>> START
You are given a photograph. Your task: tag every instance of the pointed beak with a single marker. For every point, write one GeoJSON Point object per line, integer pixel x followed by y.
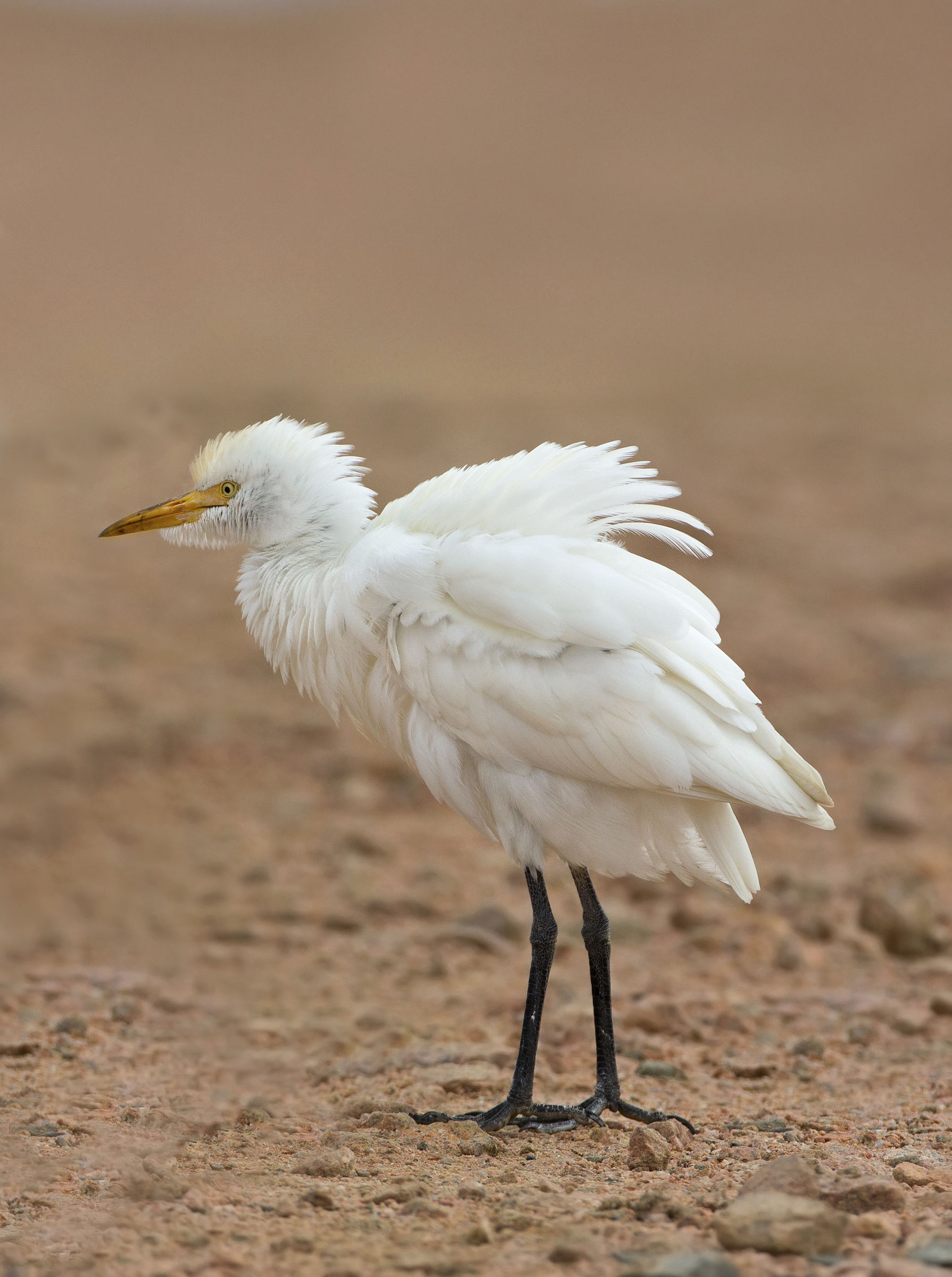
{"type": "Point", "coordinates": [170, 514]}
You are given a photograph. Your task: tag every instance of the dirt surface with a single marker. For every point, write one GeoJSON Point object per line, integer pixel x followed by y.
{"type": "Point", "coordinates": [231, 930]}
{"type": "Point", "coordinates": [231, 934]}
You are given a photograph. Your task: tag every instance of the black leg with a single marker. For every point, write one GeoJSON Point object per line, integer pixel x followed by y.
{"type": "Point", "coordinates": [519, 1109]}
{"type": "Point", "coordinates": [596, 934]}
{"type": "Point", "coordinates": [519, 1106]}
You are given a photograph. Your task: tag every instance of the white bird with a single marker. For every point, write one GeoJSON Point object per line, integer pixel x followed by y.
{"type": "Point", "coordinates": [556, 690]}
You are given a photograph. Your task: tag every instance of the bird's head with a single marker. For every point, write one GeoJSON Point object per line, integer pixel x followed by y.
{"type": "Point", "coordinates": [272, 484]}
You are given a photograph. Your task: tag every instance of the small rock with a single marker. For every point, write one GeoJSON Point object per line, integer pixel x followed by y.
{"type": "Point", "coordinates": [690, 1263]}
{"type": "Point", "coordinates": [359, 1105]}
{"type": "Point", "coordinates": [569, 1253]}
{"type": "Point", "coordinates": [191, 1238]}
{"type": "Point", "coordinates": [791, 1174]}
{"type": "Point", "coordinates": [327, 1164]}
{"type": "Point", "coordinates": [20, 1049]}
{"type": "Point", "coordinates": [657, 1014]}
{"type": "Point", "coordinates": [481, 1146]}
{"type": "Point", "coordinates": [867, 1195]}
{"type": "Point", "coordinates": [648, 1151]}
{"type": "Point", "coordinates": [905, 917]}
{"type": "Point", "coordinates": [405, 1191]}
{"type": "Point", "coordinates": [890, 806]}
{"type": "Point", "coordinates": [876, 1225]}
{"type": "Point", "coordinates": [913, 1175]}
{"type": "Point", "coordinates": [421, 1206]}
{"type": "Point", "coordinates": [496, 921]}
{"type": "Point", "coordinates": [938, 1253]}
{"type": "Point", "coordinates": [809, 1046]}
{"type": "Point", "coordinates": [663, 1069]}
{"type": "Point", "coordinates": [750, 1069]}
{"type": "Point", "coordinates": [43, 1128]}
{"type": "Point", "coordinates": [674, 1132]}
{"type": "Point", "coordinates": [320, 1198]}
{"type": "Point", "coordinates": [781, 1224]}
{"type": "Point", "coordinates": [463, 1080]}
{"type": "Point", "coordinates": [73, 1025]}
{"type": "Point", "coordinates": [482, 1234]}
{"type": "Point", "coordinates": [252, 1115]}
{"type": "Point", "coordinates": [125, 1012]}
{"type": "Point", "coordinates": [389, 1122]}
{"type": "Point", "coordinates": [196, 1202]}
{"type": "Point", "coordinates": [789, 955]}
{"type": "Point", "coordinates": [912, 1021]}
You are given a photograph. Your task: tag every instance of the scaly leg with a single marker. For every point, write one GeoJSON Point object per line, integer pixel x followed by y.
{"type": "Point", "coordinates": [596, 934]}
{"type": "Point", "coordinates": [518, 1108]}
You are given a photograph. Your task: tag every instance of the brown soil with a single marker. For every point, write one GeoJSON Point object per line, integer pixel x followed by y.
{"type": "Point", "coordinates": [260, 920]}
{"type": "Point", "coordinates": [231, 930]}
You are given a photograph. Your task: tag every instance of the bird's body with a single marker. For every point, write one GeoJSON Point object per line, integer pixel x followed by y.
{"type": "Point", "coordinates": [552, 687]}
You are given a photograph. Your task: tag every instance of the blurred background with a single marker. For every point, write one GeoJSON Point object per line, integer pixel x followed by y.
{"type": "Point", "coordinates": [718, 229]}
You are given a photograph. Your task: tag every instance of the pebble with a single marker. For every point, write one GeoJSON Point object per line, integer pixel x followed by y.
{"type": "Point", "coordinates": [320, 1198]}
{"type": "Point", "coordinates": [481, 1146]}
{"type": "Point", "coordinates": [789, 955]}
{"type": "Point", "coordinates": [750, 1069]}
{"type": "Point", "coordinates": [421, 1206]}
{"type": "Point", "coordinates": [389, 1122]}
{"type": "Point", "coordinates": [663, 1069]}
{"type": "Point", "coordinates": [938, 1253]}
{"type": "Point", "coordinates": [73, 1025]}
{"type": "Point", "coordinates": [692, 1263]}
{"type": "Point", "coordinates": [781, 1224]}
{"type": "Point", "coordinates": [481, 1234]}
{"type": "Point", "coordinates": [877, 1225]}
{"type": "Point", "coordinates": [43, 1128]}
{"type": "Point", "coordinates": [569, 1253]}
{"type": "Point", "coordinates": [496, 921]}
{"type": "Point", "coordinates": [327, 1164]}
{"type": "Point", "coordinates": [810, 1046]}
{"type": "Point", "coordinates": [403, 1192]}
{"type": "Point", "coordinates": [791, 1174]}
{"type": "Point", "coordinates": [657, 1014]}
{"type": "Point", "coordinates": [125, 1012]}
{"type": "Point", "coordinates": [904, 917]}
{"type": "Point", "coordinates": [674, 1132]}
{"type": "Point", "coordinates": [890, 806]}
{"type": "Point", "coordinates": [359, 1105]}
{"type": "Point", "coordinates": [648, 1151]}
{"type": "Point", "coordinates": [867, 1195]}
{"type": "Point", "coordinates": [913, 1175]}
{"type": "Point", "coordinates": [463, 1080]}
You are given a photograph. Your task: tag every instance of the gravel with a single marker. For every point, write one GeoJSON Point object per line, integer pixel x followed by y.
{"type": "Point", "coordinates": [648, 1151]}
{"type": "Point", "coordinates": [781, 1224]}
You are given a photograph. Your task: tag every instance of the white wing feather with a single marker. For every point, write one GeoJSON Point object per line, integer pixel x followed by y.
{"type": "Point", "coordinates": [551, 686]}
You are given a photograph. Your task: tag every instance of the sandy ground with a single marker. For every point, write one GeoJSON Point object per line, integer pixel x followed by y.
{"type": "Point", "coordinates": [230, 931]}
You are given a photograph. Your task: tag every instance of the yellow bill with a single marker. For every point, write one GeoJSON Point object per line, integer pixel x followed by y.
{"type": "Point", "coordinates": [170, 514]}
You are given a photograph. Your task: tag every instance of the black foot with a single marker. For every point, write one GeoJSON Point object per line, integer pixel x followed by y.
{"type": "Point", "coordinates": [526, 1116]}
{"type": "Point", "coordinates": [597, 1105]}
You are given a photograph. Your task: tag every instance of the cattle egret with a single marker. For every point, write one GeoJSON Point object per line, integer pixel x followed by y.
{"type": "Point", "coordinates": [556, 690]}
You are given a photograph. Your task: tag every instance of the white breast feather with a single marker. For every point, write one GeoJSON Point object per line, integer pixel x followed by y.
{"type": "Point", "coordinates": [549, 685]}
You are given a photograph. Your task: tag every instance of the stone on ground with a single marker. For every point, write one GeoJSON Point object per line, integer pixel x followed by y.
{"type": "Point", "coordinates": [781, 1224]}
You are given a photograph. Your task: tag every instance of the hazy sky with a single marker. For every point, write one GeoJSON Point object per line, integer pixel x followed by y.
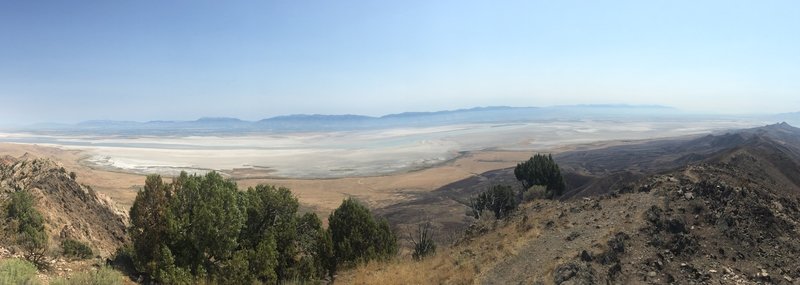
{"type": "Point", "coordinates": [67, 61]}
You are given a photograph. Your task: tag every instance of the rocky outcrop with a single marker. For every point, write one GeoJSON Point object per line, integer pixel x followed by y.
{"type": "Point", "coordinates": [70, 210]}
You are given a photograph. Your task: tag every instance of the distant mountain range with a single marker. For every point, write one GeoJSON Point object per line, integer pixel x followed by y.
{"type": "Point", "coordinates": [317, 122]}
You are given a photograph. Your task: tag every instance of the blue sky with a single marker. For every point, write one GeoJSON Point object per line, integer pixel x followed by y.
{"type": "Point", "coordinates": [68, 61]}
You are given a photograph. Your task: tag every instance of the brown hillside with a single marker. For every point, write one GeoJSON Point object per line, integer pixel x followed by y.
{"type": "Point", "coordinates": [730, 218]}
{"type": "Point", "coordinates": [70, 210]}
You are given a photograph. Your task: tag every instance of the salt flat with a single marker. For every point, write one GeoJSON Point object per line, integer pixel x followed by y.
{"type": "Point", "coordinates": [350, 153]}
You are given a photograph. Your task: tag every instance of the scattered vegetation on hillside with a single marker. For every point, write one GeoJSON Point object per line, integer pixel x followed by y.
{"type": "Point", "coordinates": [201, 228]}
{"type": "Point", "coordinates": [29, 224]}
{"type": "Point", "coordinates": [357, 237]}
{"type": "Point", "coordinates": [541, 170]}
{"type": "Point", "coordinates": [500, 200]}
{"type": "Point", "coordinates": [17, 271]}
{"type": "Point", "coordinates": [76, 249]}
{"type": "Point", "coordinates": [424, 245]}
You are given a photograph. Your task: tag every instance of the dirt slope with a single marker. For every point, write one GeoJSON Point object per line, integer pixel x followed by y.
{"type": "Point", "coordinates": [70, 210]}
{"type": "Point", "coordinates": [731, 217]}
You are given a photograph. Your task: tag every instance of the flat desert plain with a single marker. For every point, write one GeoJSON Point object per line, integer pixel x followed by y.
{"type": "Point", "coordinates": [379, 167]}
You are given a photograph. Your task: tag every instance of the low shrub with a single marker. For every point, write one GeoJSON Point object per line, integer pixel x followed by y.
{"type": "Point", "coordinates": [536, 192]}
{"type": "Point", "coordinates": [102, 276]}
{"type": "Point", "coordinates": [17, 271]}
{"type": "Point", "coordinates": [76, 249]}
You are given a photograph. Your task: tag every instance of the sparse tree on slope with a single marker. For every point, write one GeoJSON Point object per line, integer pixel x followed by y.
{"type": "Point", "coordinates": [541, 170]}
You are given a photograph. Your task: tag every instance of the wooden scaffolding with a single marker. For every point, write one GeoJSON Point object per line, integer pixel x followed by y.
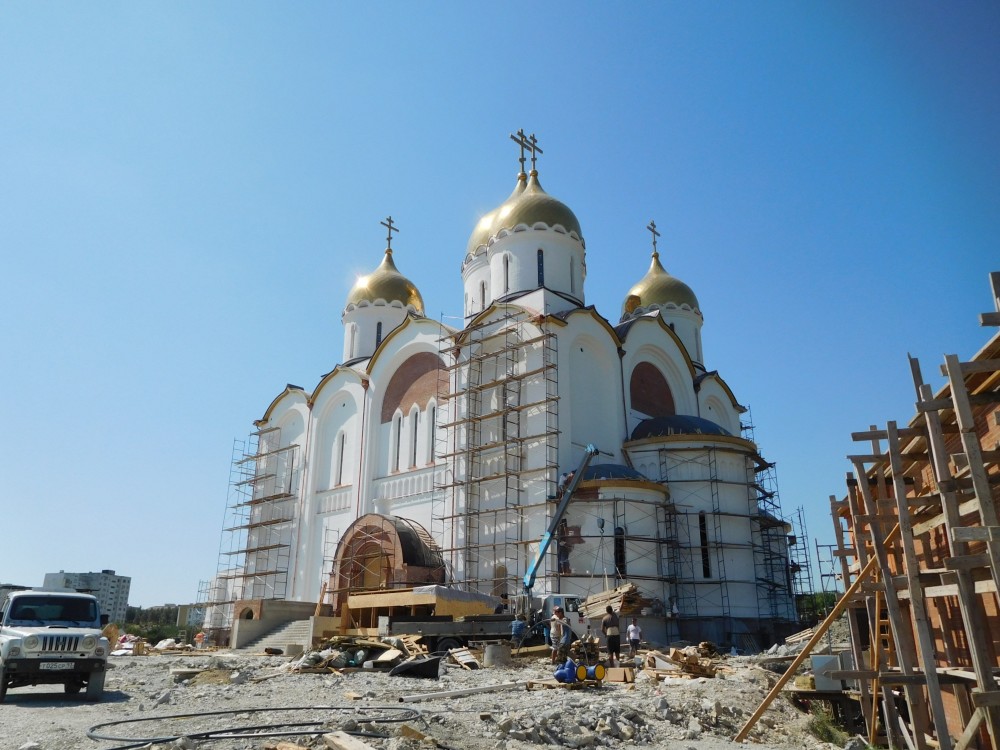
>> END
#### [Stated goal]
From the line containing "the dirt slope" down to the last line of the entries above, copy each line exactly and nothing more. Leave pictures out.

#### [Reply]
You are given a photograph. Your task: tag every instance of the dirt slope with a single marker. For every point, write one GeoJSON Point object per line, integer pixel x followed by y.
{"type": "Point", "coordinates": [70, 210]}
{"type": "Point", "coordinates": [731, 217]}
You are given a photograph. Your task: tag every instance of the flat desert plain with a single marker. For every point, write one GeoJSON Point object per line, integer pixel x followed by y.
{"type": "Point", "coordinates": [379, 167]}
You are given a photograph. Your task: tag every instance of the low shrub with a single marker. For every point, write one GeoJSON Point object per line, integer pixel x followed by y.
{"type": "Point", "coordinates": [536, 192]}
{"type": "Point", "coordinates": [102, 276]}
{"type": "Point", "coordinates": [17, 271]}
{"type": "Point", "coordinates": [76, 249]}
You are given a photograph. Your task: tag every instance of the sparse tree on slope with a single marker. For every point, write one GeoJSON Point object per line, integer pixel x followed by y.
{"type": "Point", "coordinates": [541, 170]}
You are given a photograph. Your task: tag every instance of the wooden scaffolding with a single marker. For every point, write one GeoJSON Point object per line, integer pixel x followed by y.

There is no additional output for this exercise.